Which lines run from the line with "[locate] dry grass" to the end of the entries? Write out exactly those, leaving out the pictures.

**Object point labels**
■ ■ ■ ■ ■

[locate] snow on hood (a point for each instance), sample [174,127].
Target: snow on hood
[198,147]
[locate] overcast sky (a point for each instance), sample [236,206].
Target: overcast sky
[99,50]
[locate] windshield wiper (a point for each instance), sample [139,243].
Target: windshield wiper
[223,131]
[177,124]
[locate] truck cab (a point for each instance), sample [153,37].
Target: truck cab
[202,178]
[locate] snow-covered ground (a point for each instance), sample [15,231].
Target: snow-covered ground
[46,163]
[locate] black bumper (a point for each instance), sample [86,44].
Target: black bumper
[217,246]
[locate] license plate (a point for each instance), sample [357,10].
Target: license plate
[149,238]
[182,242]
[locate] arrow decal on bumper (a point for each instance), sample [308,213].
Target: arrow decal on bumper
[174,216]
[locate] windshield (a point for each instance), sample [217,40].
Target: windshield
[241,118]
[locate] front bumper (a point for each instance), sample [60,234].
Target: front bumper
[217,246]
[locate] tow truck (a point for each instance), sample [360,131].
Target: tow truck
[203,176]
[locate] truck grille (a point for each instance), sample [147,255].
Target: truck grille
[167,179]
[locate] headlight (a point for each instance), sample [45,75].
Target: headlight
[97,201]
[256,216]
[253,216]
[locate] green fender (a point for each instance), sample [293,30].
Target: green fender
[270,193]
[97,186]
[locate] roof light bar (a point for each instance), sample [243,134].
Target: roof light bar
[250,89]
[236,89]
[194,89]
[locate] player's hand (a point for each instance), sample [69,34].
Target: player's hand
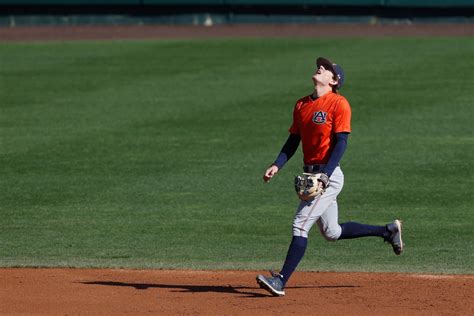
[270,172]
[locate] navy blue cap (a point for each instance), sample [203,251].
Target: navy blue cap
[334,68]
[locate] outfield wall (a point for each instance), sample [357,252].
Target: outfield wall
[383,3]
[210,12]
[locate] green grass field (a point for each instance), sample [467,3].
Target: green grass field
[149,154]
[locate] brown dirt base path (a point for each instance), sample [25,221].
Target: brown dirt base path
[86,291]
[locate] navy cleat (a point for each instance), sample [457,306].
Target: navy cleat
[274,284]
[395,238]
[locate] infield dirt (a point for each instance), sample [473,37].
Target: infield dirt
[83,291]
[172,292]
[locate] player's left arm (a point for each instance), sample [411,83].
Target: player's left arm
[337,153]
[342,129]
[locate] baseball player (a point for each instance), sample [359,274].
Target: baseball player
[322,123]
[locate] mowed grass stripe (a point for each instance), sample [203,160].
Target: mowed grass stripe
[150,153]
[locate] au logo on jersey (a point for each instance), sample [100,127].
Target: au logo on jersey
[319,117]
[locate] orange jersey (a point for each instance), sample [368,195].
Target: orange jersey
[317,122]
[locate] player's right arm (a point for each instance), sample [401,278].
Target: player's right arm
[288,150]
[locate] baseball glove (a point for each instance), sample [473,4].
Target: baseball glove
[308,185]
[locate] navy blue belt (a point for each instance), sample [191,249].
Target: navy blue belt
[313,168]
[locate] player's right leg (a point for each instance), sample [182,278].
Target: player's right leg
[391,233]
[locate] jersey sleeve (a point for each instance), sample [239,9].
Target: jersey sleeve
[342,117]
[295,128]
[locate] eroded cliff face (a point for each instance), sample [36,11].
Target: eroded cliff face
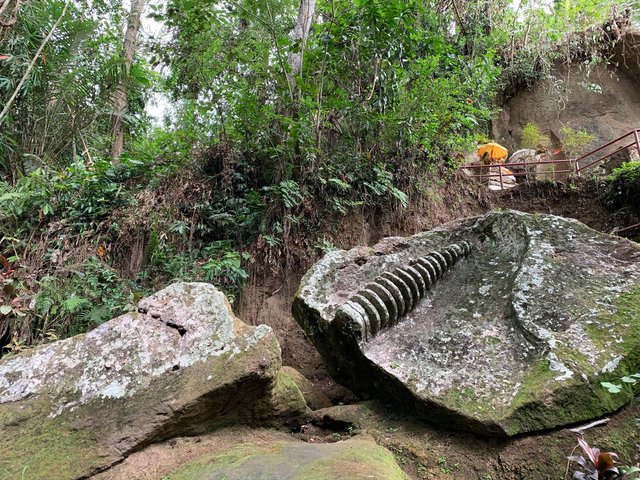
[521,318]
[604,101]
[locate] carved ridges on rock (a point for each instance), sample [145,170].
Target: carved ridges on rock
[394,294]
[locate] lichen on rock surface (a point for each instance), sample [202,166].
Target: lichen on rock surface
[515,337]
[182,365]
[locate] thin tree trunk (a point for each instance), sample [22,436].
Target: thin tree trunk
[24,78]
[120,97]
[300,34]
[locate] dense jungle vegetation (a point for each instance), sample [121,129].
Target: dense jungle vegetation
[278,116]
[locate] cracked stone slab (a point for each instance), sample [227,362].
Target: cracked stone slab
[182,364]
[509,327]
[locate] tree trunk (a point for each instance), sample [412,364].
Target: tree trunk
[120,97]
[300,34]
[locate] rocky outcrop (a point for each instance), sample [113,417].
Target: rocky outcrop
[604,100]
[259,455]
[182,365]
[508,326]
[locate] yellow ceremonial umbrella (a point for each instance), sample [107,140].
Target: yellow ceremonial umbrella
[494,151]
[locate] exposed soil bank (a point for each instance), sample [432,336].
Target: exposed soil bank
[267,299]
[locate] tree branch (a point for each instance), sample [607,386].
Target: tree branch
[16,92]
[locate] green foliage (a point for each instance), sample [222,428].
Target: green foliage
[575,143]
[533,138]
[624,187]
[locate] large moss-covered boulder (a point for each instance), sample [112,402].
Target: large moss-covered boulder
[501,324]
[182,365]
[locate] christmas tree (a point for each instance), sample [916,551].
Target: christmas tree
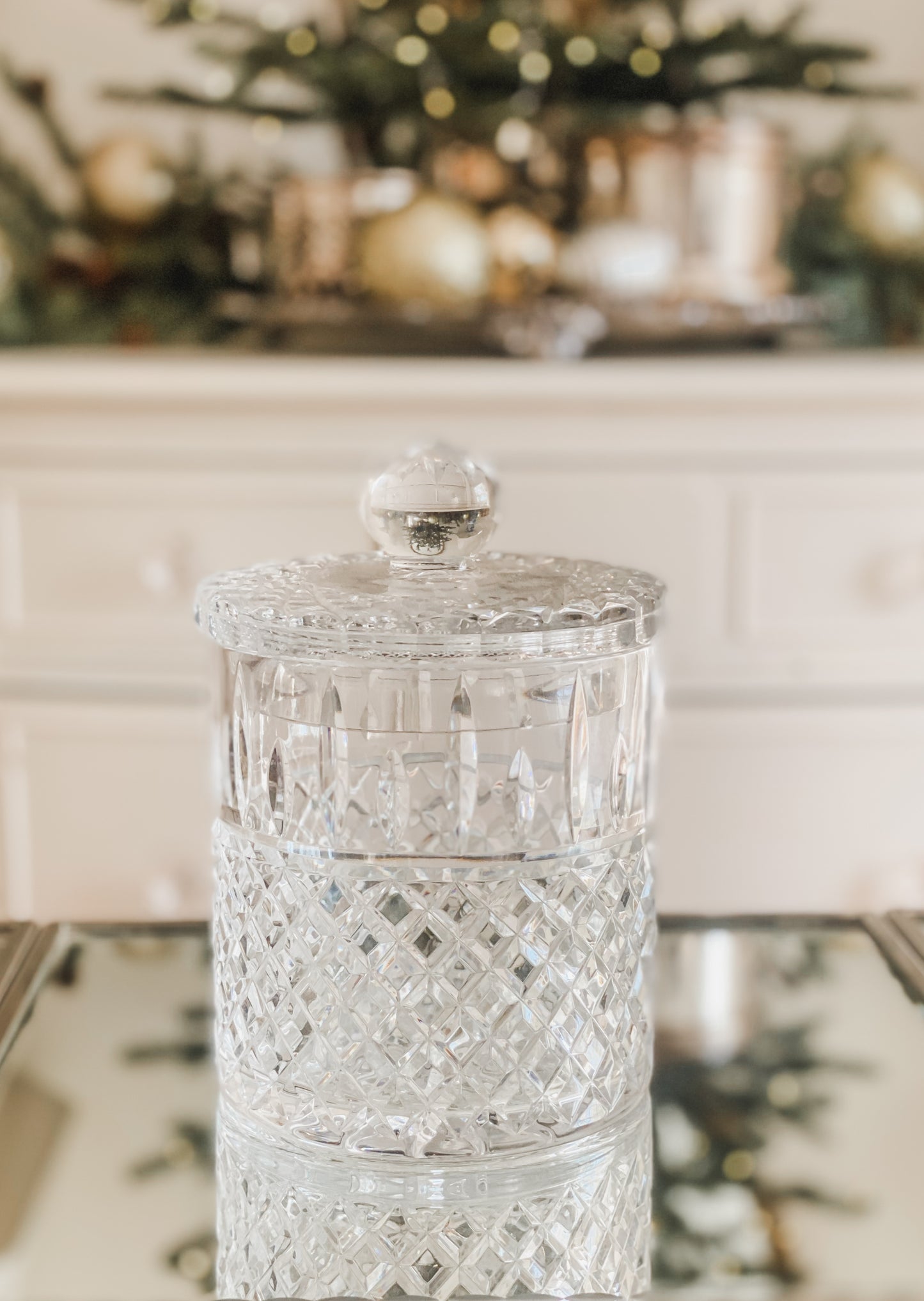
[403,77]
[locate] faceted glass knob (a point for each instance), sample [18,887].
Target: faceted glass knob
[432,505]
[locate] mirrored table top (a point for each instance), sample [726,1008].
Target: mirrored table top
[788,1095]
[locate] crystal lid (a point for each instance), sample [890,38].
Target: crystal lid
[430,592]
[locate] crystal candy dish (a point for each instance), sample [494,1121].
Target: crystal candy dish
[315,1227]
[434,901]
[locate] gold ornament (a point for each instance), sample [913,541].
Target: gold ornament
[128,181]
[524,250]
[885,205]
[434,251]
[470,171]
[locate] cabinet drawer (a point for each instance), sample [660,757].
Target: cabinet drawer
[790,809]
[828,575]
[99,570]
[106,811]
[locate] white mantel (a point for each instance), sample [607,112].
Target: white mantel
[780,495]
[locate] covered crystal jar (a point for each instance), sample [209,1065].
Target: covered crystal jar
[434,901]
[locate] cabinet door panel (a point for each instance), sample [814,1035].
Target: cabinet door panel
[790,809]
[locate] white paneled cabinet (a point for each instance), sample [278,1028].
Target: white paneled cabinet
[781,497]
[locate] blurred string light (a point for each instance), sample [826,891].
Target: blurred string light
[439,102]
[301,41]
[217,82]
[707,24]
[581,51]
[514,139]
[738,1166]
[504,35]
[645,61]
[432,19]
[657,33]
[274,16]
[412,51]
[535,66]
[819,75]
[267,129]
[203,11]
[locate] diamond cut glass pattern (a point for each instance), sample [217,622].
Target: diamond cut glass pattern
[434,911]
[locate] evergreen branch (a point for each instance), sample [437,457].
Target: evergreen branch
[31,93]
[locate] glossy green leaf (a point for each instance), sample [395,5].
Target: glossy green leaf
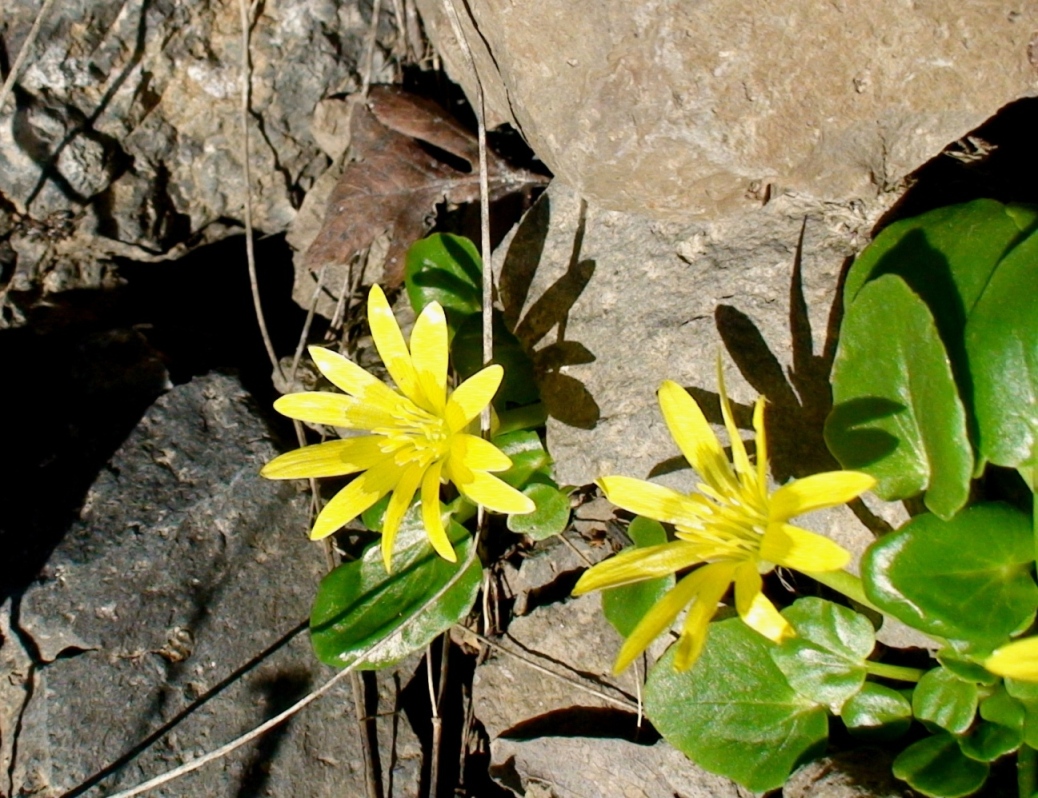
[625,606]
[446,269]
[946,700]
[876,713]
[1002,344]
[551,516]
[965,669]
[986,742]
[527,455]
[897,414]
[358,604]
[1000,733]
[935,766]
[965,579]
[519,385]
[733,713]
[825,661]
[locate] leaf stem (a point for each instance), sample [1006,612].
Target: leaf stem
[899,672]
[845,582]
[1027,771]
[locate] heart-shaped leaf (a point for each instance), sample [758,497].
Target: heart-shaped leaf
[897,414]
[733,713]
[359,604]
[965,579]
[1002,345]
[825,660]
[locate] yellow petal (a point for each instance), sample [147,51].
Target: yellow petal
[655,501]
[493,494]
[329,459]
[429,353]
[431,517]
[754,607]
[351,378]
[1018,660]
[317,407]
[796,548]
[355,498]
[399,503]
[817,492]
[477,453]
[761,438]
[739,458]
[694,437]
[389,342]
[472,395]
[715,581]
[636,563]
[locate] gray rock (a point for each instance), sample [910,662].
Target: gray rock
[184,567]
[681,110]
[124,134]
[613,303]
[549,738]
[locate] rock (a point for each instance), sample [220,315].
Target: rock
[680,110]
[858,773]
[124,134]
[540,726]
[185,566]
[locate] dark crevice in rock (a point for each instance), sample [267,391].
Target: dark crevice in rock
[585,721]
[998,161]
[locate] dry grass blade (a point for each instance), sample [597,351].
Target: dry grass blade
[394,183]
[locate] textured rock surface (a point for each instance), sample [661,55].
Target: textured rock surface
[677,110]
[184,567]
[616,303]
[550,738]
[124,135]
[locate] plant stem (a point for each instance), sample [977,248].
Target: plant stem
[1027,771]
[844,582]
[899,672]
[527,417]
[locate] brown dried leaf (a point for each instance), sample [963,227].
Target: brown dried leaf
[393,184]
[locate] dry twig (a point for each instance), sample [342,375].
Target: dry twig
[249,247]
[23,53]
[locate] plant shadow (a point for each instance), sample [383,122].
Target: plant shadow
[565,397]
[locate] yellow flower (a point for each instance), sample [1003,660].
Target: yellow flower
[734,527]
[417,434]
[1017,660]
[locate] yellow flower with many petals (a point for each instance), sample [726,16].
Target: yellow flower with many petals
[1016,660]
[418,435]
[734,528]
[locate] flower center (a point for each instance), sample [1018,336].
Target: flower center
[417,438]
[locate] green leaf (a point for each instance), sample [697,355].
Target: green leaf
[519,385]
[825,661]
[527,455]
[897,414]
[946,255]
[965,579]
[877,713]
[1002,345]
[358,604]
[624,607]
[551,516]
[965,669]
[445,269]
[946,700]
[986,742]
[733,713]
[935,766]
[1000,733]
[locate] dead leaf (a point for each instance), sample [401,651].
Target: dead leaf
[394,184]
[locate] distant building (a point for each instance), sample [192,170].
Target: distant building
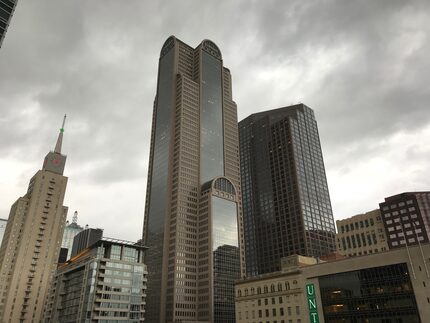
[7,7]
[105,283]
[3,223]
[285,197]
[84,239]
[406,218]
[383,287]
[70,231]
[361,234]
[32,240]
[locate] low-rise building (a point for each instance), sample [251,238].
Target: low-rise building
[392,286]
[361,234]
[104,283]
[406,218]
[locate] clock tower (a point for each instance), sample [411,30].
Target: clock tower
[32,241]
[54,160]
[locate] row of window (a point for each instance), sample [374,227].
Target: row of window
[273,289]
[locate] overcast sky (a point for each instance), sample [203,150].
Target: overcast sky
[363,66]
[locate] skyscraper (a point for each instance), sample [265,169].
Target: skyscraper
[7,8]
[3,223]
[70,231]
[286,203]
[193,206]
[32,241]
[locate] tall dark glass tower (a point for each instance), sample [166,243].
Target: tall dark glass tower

■ ■ ■ ■ ■

**Exercise response**
[locate] dry grass blade (a point for each instance), sample [597,351].
Target: dry grass blade
[394,183]
[locate] textured rock surface (a point for each instance), sample [661,55].
Target: textured rock surface
[677,110]
[184,567]
[616,303]
[550,738]
[124,135]
[locate] plant stem (a point for each instance), sample [977,248].
Target: plant stem
[1027,771]
[844,582]
[899,672]
[527,417]
[locate] brown dried leaf (a point for each instance), sample [963,227].
Target: brown dried leaf
[393,184]
[locate] dry twig (a point for each instance), sample [342,375].
Target: dry twig
[249,247]
[23,53]
[locate] plant shadow (a point for each instance), sample [383,122].
Target: plant shadow
[565,397]
[locate] yellow flower (a point for each instance), sample [1003,660].
Target: yellow flower
[734,527]
[417,434]
[1017,660]
[locate] yellow flower with many petals (a point for each instance), sample [726,16].
Target: yellow flower with many petals
[1016,660]
[418,435]
[734,528]
[locate] flower center (a point for each instance), sample [1018,336].
Target: flower center
[417,438]
[locate] green leaf (a point for each instance), sample [697,355].
Target: green leaf
[519,385]
[825,661]
[527,455]
[897,414]
[946,255]
[965,579]
[877,713]
[1002,345]
[358,604]
[624,607]
[551,516]
[965,669]
[445,269]
[946,700]
[986,742]
[733,713]
[935,766]
[1000,733]
[locate] dead leaf (a point for each instance), sample [401,651].
Target: dead leaf
[394,184]
[locate] distant building (a point for each instance), sample [192,170].
Target: distant building
[7,7]
[105,283]
[3,223]
[285,197]
[84,239]
[406,218]
[383,287]
[70,231]
[361,234]
[32,240]
[locate] low-rise building (a point for each instance), sample [251,238].
Target: low-rise building
[392,286]
[361,234]
[104,283]
[406,218]
[locate] clock tower (a point for each instance), sample [411,30].
Target: clock tower
[32,241]
[54,160]
[locate] row of window (a point for each instance), sample [374,227].
Target: row of window
[273,289]
[locate] overcast sky (a point for each instance), sample [203,150].
Target: overcast sky
[363,66]
[locate] skyscraper (a point for each instance), sample [265,169].
Target: skyscraper
[7,8]
[3,223]
[70,231]
[286,203]
[193,206]
[32,241]
[locate] tall dark glass tower (a point for each instance), sample [166,243].
Target: tall dark glass tower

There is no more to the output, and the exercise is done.